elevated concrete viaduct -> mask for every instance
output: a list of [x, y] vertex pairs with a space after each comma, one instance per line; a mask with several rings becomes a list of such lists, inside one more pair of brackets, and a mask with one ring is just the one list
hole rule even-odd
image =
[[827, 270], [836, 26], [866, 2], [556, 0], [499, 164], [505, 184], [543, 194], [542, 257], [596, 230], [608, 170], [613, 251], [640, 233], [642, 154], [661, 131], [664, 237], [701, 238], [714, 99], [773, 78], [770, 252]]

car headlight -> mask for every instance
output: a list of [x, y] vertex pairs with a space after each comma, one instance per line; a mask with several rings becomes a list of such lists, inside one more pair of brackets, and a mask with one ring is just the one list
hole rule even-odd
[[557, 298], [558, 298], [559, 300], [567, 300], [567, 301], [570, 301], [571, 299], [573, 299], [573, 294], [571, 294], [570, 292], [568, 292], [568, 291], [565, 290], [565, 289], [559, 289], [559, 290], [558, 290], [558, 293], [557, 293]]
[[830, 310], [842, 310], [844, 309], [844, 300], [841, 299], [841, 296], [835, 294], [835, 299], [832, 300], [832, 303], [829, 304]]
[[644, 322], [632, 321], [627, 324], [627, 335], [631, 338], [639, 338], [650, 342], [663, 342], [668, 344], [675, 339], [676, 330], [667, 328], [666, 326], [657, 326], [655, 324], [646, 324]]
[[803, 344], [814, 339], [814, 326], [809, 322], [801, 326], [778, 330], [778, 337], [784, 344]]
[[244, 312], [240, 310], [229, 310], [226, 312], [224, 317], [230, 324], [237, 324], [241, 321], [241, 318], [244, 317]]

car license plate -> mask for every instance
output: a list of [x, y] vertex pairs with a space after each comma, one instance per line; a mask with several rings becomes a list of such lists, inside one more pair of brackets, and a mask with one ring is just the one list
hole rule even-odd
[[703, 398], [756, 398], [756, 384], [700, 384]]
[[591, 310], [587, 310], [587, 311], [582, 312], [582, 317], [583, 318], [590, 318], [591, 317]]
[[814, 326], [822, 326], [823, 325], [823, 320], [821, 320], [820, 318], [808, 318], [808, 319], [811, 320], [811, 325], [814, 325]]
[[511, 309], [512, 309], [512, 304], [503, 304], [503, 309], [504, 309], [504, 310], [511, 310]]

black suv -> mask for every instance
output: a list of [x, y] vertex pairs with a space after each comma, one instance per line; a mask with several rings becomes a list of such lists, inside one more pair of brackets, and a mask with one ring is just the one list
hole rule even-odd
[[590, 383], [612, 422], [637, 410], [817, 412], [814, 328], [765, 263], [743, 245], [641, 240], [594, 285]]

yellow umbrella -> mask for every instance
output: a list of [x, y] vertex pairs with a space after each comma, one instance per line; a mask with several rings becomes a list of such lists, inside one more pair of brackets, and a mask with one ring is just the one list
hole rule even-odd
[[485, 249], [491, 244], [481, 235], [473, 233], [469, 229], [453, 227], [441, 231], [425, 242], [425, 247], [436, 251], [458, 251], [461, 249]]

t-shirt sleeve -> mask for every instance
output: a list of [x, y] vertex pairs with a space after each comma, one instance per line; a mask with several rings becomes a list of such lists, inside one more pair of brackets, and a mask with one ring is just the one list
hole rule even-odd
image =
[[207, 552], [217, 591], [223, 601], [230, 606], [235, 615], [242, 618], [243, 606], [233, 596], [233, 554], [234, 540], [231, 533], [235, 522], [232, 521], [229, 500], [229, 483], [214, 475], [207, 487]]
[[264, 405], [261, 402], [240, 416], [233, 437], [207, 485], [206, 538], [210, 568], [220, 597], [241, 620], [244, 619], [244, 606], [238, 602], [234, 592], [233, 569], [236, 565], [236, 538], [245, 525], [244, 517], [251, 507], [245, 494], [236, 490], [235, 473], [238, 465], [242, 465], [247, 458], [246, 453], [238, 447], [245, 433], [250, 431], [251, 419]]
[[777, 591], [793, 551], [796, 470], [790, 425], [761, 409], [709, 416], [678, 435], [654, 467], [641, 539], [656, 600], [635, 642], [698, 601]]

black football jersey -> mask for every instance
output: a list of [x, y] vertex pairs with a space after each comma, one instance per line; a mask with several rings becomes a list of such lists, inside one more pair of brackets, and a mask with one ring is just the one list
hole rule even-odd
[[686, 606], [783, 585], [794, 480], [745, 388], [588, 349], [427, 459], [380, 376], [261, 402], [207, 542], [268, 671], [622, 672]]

■ ■ ■ ■

ACTIVITY —
This exercise requires all the entries to be written out again exactly.

THE ANSWER —
elevated concrete viaduct -> mask for every instance
output: a list of [x, y] vertex pairs with a space after each comma, one instance per line; a mask with several rings becomes a list of such lists, inside one more pair of brackets, and a mask with one ring is just the one list
hole rule even-odd
image =
[[827, 270], [836, 26], [866, 2], [556, 0], [499, 164], [505, 184], [543, 194], [542, 257], [596, 230], [608, 170], [613, 251], [640, 233], [642, 154], [661, 131], [664, 237], [701, 238], [714, 99], [773, 78], [770, 252]]

car headlight -> mask for every instance
output: a list of [x, y] vertex pairs with a space after each comma, one instance per line; a mask with several rings becomes a list of such lists, inside one more pair of brackets, and a mask with one ring is just the one list
hole rule even-odd
[[557, 298], [558, 298], [559, 300], [567, 300], [567, 301], [570, 301], [571, 299], [573, 299], [573, 294], [571, 294], [570, 292], [568, 292], [568, 291], [565, 290], [565, 289], [559, 289], [559, 290], [558, 290], [558, 293], [557, 293]]
[[830, 310], [842, 310], [844, 309], [844, 300], [841, 299], [841, 296], [835, 294], [835, 299], [832, 300], [832, 303], [829, 304]]
[[644, 322], [632, 321], [627, 324], [627, 335], [631, 338], [639, 338], [650, 342], [663, 342], [668, 344], [675, 339], [676, 330], [667, 328], [666, 326], [657, 326], [655, 324], [646, 324]]
[[803, 344], [814, 339], [814, 326], [809, 322], [801, 326], [778, 330], [778, 337], [784, 344]]
[[244, 312], [240, 310], [229, 310], [226, 312], [224, 317], [230, 324], [237, 324], [241, 321], [241, 318], [244, 317]]

car license plate -> mask for every instance
output: a list of [x, y] vertex pairs with a space after each comma, one instance per line; a mask with several rings becomes a list of such lists, inside one more pair of brackets, and a mask with one ring is just the one list
hole rule even-odd
[[703, 398], [756, 398], [756, 384], [700, 384]]
[[591, 310], [587, 310], [587, 311], [582, 312], [582, 317], [583, 318], [590, 318], [591, 317]]
[[814, 326], [822, 326], [823, 325], [823, 320], [821, 320], [820, 318], [808, 318], [808, 319], [811, 320], [811, 325], [814, 325]]
[[511, 309], [512, 309], [512, 304], [503, 304], [503, 309], [504, 309], [504, 310], [511, 310]]

black suv -> mask for every instance
output: a list of [x, y] vertex pairs with a space after each comma, one instance per line; a mask with several rings becomes a list of such lists, inside one more pair of brackets, and a mask with one ring is just the one list
hole rule even-odd
[[590, 383], [612, 422], [637, 410], [817, 412], [814, 328], [765, 263], [743, 245], [641, 240], [594, 285]]

yellow umbrella -> mask for every instance
output: a list of [x, y] vertex pairs with a space after each comma, one instance per line; a mask with several rings becomes a list of such lists, inside one more pair of brackets, and a mask with one ring is just the one list
hole rule even-odd
[[485, 249], [491, 244], [481, 235], [473, 233], [469, 229], [453, 227], [441, 231], [425, 242], [425, 247], [436, 251], [458, 251], [461, 249]]

t-shirt sleeve -> mask for every instance
output: a list of [x, y] vertex pairs with a space after each comma, one instance per line; a mask with several rings becomes a list of such lists, inside one more pair of brackets, and a mask with one ring is just the one list
hole rule even-odd
image =
[[207, 552], [217, 591], [223, 601], [230, 606], [235, 615], [242, 618], [243, 606], [233, 596], [233, 554], [234, 540], [231, 533], [235, 522], [232, 521], [229, 500], [229, 483], [214, 475], [207, 487]]
[[264, 405], [261, 402], [240, 416], [233, 437], [207, 485], [206, 538], [210, 568], [220, 597], [241, 620], [244, 619], [244, 606], [238, 602], [234, 592], [233, 569], [236, 565], [236, 538], [245, 525], [244, 517], [251, 507], [245, 494], [236, 490], [235, 473], [238, 465], [242, 465], [247, 458], [246, 453], [238, 447], [245, 433], [250, 431], [251, 419]]
[[777, 591], [793, 551], [796, 470], [790, 425], [761, 409], [709, 416], [678, 435], [654, 467], [641, 539], [656, 600], [635, 642], [698, 601]]

black football jersey -> mask for every instance
output: a list of [x, y] vertex pairs with a space after each comma, one instance per line; a mask with several rings becomes a list of such lists, inside one more pair of brackets, and a mask with one ring is just the one list
hole rule even-odd
[[686, 606], [783, 585], [794, 480], [745, 388], [588, 349], [427, 459], [380, 376], [261, 402], [207, 542], [268, 671], [622, 672]]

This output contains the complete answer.